• _Consegna_
Secondo il testo sul Fisco, a quale organismo della Germania comunista si paragonano i mezzi e i controlli del fisco italiano?

• _Testo da leggere_
↓↓↓

Il Fisco ha 161 schede su ognuno che riportano la nostra capacità reddituale, i consumi e il livello di ricchezza. Lo rivela un documento dell’Ufficio Studi della CGIA di Mestre. Ogni giorno l’ Amministrazione Finanziaria riceve e cataloga miliardi di dati di ogni genere. Che, però, solo in piccola parte riesce a “utilizzare”. Nemmeno per contrastare l’evasione fiscale
Per carità, usando toni ironici. Ma l’ultimo documento sul Fisco redatto dall’Ufficio studi della CGIA di Mestre un po’ la butta lì. In alcune sue parti addirittura si paragonano i mezzi e i controlli del fisco italiano ai mezzi della Stasi, la polizia politica della Germania comunista. Il dato però fa riflettere: l’Associazione degli Artigiani di Mestre rivela che per ciascuno di noi, il fisco ha 161 differenti schede. Eppure questo sistema ipercontrolla chi fa le cose in regola. Ma viene allegramente eluso da chi invece decide di fare “il furbo”.
“In linea puramente teorica e con una forte vena provocatoria – recita il documento della CGIA di Mestre – è come se il nostro fisco avesse 161 schede su ognuno di noi. Dove sono fedelmente riportati la nostra capacità reddituale, i consumi e il livello di ricchezza”

↑↑↑

• _Dati forniti_
↓↓↓

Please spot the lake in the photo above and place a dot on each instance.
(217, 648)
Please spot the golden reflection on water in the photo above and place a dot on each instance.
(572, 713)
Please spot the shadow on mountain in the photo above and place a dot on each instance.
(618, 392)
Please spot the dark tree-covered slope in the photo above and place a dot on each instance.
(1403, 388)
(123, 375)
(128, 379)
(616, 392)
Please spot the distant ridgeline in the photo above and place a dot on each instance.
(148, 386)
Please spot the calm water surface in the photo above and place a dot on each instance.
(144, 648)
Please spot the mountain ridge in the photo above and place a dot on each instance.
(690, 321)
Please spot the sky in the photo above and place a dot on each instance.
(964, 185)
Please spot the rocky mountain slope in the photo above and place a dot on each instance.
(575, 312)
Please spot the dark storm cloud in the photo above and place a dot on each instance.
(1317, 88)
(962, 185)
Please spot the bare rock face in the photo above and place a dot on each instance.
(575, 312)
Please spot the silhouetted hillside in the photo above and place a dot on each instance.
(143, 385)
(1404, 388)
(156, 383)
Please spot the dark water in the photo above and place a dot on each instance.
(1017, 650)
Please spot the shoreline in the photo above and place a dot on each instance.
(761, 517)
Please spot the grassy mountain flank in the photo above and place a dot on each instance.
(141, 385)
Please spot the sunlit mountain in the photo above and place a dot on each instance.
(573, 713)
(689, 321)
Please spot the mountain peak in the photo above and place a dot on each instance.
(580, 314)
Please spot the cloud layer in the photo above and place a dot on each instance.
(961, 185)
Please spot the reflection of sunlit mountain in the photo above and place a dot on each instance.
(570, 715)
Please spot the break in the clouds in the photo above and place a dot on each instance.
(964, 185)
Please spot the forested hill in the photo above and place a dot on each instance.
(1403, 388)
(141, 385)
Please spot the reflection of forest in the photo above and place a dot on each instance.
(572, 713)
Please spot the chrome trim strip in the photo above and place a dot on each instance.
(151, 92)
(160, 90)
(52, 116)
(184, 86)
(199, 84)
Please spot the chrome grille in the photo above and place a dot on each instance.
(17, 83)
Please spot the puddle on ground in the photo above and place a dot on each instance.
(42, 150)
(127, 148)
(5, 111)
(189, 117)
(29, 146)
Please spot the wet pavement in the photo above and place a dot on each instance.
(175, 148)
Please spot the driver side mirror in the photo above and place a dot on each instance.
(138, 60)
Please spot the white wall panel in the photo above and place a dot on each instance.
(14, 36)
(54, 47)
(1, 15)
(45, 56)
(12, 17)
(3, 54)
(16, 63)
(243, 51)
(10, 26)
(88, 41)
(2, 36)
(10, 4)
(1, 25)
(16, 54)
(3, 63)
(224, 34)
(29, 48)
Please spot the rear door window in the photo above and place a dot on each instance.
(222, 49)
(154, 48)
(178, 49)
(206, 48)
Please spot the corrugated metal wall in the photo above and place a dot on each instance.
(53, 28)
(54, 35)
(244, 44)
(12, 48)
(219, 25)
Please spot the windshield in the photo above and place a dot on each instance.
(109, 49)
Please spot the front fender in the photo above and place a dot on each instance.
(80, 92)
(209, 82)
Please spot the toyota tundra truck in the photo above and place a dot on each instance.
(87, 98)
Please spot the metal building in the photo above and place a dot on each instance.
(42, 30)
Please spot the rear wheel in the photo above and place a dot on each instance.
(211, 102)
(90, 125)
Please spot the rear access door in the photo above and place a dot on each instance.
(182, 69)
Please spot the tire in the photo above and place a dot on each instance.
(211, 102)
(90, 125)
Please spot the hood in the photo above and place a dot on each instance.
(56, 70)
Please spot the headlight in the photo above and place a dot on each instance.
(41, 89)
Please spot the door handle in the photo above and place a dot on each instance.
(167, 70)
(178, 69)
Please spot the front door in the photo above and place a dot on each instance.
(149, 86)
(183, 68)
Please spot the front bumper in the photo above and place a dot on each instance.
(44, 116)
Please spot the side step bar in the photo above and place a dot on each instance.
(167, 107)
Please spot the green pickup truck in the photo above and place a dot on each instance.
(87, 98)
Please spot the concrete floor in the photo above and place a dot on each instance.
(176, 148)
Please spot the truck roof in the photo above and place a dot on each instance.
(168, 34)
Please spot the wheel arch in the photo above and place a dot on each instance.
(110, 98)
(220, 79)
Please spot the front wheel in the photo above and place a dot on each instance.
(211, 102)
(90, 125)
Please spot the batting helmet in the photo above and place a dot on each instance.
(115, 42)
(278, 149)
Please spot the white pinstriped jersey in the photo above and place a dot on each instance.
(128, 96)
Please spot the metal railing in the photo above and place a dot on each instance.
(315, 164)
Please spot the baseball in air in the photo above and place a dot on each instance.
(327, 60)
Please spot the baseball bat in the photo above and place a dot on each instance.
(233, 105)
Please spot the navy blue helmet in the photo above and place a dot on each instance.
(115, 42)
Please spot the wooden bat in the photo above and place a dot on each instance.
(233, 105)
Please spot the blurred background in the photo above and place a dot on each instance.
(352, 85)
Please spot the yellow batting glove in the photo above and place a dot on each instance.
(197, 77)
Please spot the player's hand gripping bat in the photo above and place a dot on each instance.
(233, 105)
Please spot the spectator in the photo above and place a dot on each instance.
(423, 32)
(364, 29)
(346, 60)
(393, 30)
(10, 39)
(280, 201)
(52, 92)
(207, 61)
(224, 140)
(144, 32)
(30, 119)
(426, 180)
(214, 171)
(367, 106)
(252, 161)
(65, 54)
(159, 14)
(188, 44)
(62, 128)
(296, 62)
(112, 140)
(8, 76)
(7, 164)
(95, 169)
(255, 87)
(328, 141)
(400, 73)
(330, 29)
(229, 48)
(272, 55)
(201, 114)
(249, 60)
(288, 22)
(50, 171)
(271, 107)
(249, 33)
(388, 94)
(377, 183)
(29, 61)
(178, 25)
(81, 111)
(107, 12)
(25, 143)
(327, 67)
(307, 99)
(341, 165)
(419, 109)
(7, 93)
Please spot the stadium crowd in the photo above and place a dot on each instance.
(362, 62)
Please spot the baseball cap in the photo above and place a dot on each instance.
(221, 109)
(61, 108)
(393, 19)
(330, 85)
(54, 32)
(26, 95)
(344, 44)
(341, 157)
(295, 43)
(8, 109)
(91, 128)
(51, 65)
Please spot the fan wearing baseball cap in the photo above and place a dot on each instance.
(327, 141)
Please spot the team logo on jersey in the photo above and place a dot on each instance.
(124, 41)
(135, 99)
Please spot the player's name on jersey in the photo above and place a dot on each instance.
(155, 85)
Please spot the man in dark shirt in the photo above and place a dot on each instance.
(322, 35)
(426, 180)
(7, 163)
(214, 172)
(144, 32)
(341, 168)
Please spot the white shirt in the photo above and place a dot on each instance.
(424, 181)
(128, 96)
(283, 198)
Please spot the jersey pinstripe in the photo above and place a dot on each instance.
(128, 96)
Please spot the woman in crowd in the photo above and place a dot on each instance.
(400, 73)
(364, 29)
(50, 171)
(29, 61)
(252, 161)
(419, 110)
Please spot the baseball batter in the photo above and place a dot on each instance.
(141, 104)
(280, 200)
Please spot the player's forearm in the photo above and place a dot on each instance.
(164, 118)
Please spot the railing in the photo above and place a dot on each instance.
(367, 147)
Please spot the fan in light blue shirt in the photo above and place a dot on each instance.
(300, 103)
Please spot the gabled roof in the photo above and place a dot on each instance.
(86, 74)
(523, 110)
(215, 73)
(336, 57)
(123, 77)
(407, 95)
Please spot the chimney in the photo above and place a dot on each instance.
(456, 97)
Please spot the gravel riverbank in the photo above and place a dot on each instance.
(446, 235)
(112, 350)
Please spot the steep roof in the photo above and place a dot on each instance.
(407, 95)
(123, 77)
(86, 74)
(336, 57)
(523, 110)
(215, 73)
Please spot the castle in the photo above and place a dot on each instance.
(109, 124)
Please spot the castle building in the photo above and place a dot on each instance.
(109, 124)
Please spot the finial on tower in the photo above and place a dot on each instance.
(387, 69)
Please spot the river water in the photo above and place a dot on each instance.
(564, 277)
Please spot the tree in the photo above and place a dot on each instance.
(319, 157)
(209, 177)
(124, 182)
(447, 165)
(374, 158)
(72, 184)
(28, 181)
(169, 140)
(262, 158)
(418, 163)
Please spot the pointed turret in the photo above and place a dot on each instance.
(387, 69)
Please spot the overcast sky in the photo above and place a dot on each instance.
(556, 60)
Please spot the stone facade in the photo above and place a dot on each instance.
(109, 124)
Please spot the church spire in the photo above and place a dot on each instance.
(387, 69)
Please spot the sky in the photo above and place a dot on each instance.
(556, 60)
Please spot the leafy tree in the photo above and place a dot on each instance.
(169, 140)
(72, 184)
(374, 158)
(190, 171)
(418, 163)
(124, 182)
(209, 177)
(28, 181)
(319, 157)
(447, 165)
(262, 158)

↑↑↑

• _Soluzione_
Alla Stasi, la polizia politica della Germania comunista.